Provided text:
##############################

Longtom reviews Chas Smith’s Reports from Hell: “Chas Smith looks, as my Grandaddy would say, like a ‘long streak of pelican shit.”

"This is the first Chas Smith book I’ve read but I already know it’s by far the best."

Four years ago Chas Smith’s Middle East memoir Reports from Hell was loosed into the world. As of two days ago, it was re-rereleased. Here is the great Longtom’s original review.

Fifty-five dollars I paid. Hard cover.

Ordered it in and had to wait weeks like a custom board for it to show up, all the way from America.

“Fifty-five dollars hey,” the babe at the counter of the Lennox book shop smirked at me. “What? You gone off your fuggen Russians?”

“Nah, nah” I waved a little penguin copy of Dostoevsky’s “White Night” at her as rebuttal.

“It’s just, Chas,” I pointed at the name printed in yellow under the Title “Reports from Hell”, “is a kind of colleague, boss and I wanted to pay full tick so the cunt wouldn’t feel I was treating his book kindly because I got it for free”.

##############################

Exercise data:
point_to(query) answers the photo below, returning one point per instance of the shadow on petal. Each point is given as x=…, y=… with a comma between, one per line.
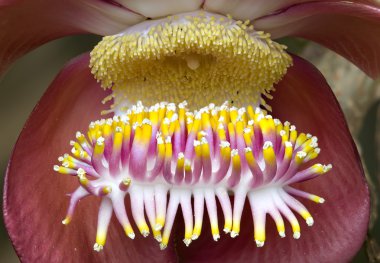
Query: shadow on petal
x=34, y=195
x=350, y=29
x=304, y=98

##############################

Requirement 1: Name every person the review of Reports from Hell refers to by name.
Requirement 2: Print the passage of the review that runs from "Longtom reviews Chas" up to and including "Longtom’s original review.".
Draw only on the review of Reports from Hell, not on the items.

Your solution 1: Chas Smith, Longtom, Dostoevsky

Your solution 2:
Longtom reviews Chas Smith’s Reports from Hell: “Chas Smith looks, as my Grandaddy would say, like a ‘long streak of pelican shit.”

"This is the first Chas Smith book I’ve read but I already know it’s by far the best."

Four years ago Chas Smith’s Middle East memoir Reports from Hell was loosed into the world. As of two days ago, it was re-rereleased. Here is the great Longtom’s original review.